— START OF Text segment —

Reply to post: Tory Stolen Bank

UK 'meltdown' bank TSB's owner: Our IT migration was a 'success'

Anonymous Coward
Anonymous Coward

Tory Stolen Bank

The TSB was dedicated to serving the community and effectively competed with the big clearing banks by successfully attracting deposits.

TSB served its customers well but retained some of its profits instead of passing them on to its customers by more competitive interest rates. So its reserves accumulated, had become very substantial, were in effect serving the community.

Ownership of the bank and its reserves became important when a Conservative government decided to 'privatise' the bank and convert it into a shareholder-owned profit-maximising bank just like the commercial banks.

A 1973 report had stated that if the banks are to be considered as mutual organisations without shareholders the depositors are entitled to the full value of the bank. (TSB 03}

The TSBs were freed from competitive restrictions in 1976 {TSB 05}. The 1981 TSB Act in turn states that the TSB can accept deposits, accumulate the produce and

return the deposits and produce to the depositors after deducting any necessary expenses of management, but without deriving any benefit from the deposits or produce. {TSB 01}

The TSBs serve the community. Trustees are meant to ensure the TSBs are run for the benefit of their depositors and of the community, their assets being looked after by Trustees on behalf of the depositors.

— END OF Text segment —

_Complete the following_
[A] How would you put this sentence from the post about the TSB into Spanish: "The TSB was dedicated to serving the community and effectively competed with the big clearing banks by successfully attracting deposits."?
[B] Can you resume the post about the TSB, picking up right after its final sentence?

— START OF Dataset extract —

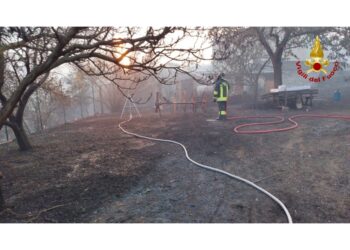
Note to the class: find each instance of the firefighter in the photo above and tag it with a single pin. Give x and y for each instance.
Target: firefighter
(220, 95)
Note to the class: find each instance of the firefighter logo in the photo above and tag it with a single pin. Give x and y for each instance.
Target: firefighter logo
(316, 65)
(316, 62)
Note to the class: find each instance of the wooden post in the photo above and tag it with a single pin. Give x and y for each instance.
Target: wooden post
(184, 100)
(157, 104)
(174, 104)
(2, 201)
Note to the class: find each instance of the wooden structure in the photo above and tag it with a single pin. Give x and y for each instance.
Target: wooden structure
(184, 103)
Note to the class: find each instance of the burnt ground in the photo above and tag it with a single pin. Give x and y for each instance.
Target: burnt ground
(89, 171)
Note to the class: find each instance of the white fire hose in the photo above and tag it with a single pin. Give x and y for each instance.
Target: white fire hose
(280, 203)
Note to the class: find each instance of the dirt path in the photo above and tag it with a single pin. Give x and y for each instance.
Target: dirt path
(102, 175)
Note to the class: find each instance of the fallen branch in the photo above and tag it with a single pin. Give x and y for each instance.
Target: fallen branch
(29, 216)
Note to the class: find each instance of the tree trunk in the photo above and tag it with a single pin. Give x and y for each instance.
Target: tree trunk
(101, 103)
(20, 133)
(2, 201)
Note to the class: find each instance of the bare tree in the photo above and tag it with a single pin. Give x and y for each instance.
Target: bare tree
(277, 42)
(28, 54)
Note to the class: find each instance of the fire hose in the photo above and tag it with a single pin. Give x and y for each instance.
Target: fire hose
(277, 120)
(252, 184)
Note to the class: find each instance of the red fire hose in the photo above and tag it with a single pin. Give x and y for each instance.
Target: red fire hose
(278, 120)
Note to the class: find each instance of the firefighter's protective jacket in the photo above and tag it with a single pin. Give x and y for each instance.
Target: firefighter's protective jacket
(221, 90)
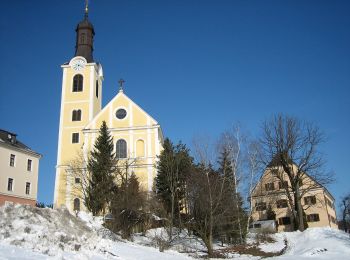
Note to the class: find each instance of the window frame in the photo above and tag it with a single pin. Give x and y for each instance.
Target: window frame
(28, 188)
(282, 221)
(29, 165)
(260, 206)
(282, 205)
(76, 115)
(78, 83)
(76, 204)
(270, 184)
(96, 89)
(12, 160)
(75, 138)
(310, 200)
(121, 150)
(10, 184)
(314, 217)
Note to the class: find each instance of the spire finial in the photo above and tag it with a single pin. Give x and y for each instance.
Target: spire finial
(86, 8)
(121, 82)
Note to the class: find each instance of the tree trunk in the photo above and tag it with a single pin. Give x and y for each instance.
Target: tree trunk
(299, 209)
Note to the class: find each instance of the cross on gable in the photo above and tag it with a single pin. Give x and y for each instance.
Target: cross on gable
(121, 82)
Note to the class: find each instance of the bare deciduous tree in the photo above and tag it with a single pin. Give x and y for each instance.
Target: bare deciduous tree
(290, 148)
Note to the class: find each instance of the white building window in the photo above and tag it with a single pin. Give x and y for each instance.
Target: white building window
(27, 188)
(10, 184)
(75, 138)
(12, 160)
(121, 149)
(29, 165)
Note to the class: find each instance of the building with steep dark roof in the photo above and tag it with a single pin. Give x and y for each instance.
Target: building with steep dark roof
(19, 169)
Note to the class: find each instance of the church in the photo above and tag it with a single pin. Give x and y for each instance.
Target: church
(136, 135)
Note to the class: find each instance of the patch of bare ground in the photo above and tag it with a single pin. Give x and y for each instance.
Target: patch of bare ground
(250, 249)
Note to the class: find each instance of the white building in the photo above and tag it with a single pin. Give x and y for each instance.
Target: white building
(19, 168)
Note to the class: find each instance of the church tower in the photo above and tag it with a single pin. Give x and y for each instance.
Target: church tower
(80, 101)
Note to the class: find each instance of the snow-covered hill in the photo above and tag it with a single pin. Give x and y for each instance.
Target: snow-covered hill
(33, 233)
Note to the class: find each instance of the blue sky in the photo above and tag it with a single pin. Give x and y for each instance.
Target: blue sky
(195, 66)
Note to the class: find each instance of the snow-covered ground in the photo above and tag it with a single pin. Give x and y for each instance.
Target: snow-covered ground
(32, 233)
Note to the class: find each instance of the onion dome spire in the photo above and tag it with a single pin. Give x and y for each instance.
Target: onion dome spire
(85, 37)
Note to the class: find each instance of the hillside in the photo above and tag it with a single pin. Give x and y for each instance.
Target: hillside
(33, 233)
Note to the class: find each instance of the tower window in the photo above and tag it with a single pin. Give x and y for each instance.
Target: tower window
(310, 200)
(12, 160)
(121, 113)
(27, 188)
(76, 204)
(75, 138)
(76, 115)
(78, 83)
(97, 88)
(29, 165)
(284, 221)
(10, 184)
(313, 218)
(121, 149)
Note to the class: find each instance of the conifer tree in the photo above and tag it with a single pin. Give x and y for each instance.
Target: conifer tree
(101, 166)
(173, 167)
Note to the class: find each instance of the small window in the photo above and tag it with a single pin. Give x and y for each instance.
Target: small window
(283, 185)
(96, 88)
(78, 83)
(121, 113)
(29, 165)
(10, 184)
(310, 200)
(76, 115)
(284, 221)
(121, 149)
(140, 148)
(282, 204)
(75, 138)
(269, 186)
(313, 218)
(27, 188)
(12, 160)
(300, 182)
(260, 206)
(76, 204)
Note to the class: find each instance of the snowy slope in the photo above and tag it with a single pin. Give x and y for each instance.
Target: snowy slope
(316, 243)
(32, 233)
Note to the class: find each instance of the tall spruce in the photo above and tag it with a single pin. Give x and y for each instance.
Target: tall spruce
(173, 167)
(101, 167)
(228, 227)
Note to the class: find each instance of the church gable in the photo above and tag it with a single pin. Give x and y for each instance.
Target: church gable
(122, 112)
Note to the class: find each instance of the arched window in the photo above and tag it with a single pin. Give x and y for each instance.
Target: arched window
(76, 204)
(97, 88)
(76, 115)
(78, 83)
(120, 149)
(140, 148)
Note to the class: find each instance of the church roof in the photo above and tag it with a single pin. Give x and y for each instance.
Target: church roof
(120, 94)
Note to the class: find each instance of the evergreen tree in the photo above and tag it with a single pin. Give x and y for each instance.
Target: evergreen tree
(101, 166)
(229, 226)
(173, 167)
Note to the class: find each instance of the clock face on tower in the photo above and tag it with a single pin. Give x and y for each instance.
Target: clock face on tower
(78, 64)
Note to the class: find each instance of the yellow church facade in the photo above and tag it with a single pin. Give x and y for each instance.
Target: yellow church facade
(136, 135)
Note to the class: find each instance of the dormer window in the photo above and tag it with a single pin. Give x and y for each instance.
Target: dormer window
(78, 83)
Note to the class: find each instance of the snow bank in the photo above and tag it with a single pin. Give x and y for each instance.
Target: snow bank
(34, 233)
(316, 243)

— END OF Dataset extract —

_Solved tasks_
[A] El TSB se dedicaba a servir a la comunidad y competía eficazmente con los grandes bancos de compensación al lograr atraer depósitos con éxito.

[B]
But then the UK government decided to 'privatise' the TSBs, to sell them off, stating in the 1984 White Paper:

The TSBs do not belong to the Government. Nor do they belong to the trustees, to their employees or to their depositors. {TSB 05}

So the government is proceeding to sell the TSBs although it considers that they do not belong to the government, on the basis that the TSBs and their assets belong to nobody, that no one owns the bank.

The TSB's assets were to be transferred to a public limited company before flotation {TSB 01}. This is how Andrew Murray commented in the Financial Times:

As it considers that the TSB belongs to no one, the government apparently intends to appropriate the assets by Act of Parliament, fix the price, make the sale and return the payment with the goods. In other words, the existing assets would be a free gift to the purchasers of the shares. {TSB 06}

The 1985 Act then took away the powers of the depositors. The bank is to be run first and foremost for its shareholders. {TSB 01}

It did not seem to make sense to depositors and the matter was fought out in the courts in Scotland, then in England and Wales, and finally decided in the highest UK court, the House of Lords.

Their reasoning was interesting, their arguments appeared almost unreal, the conclusion was unexpected.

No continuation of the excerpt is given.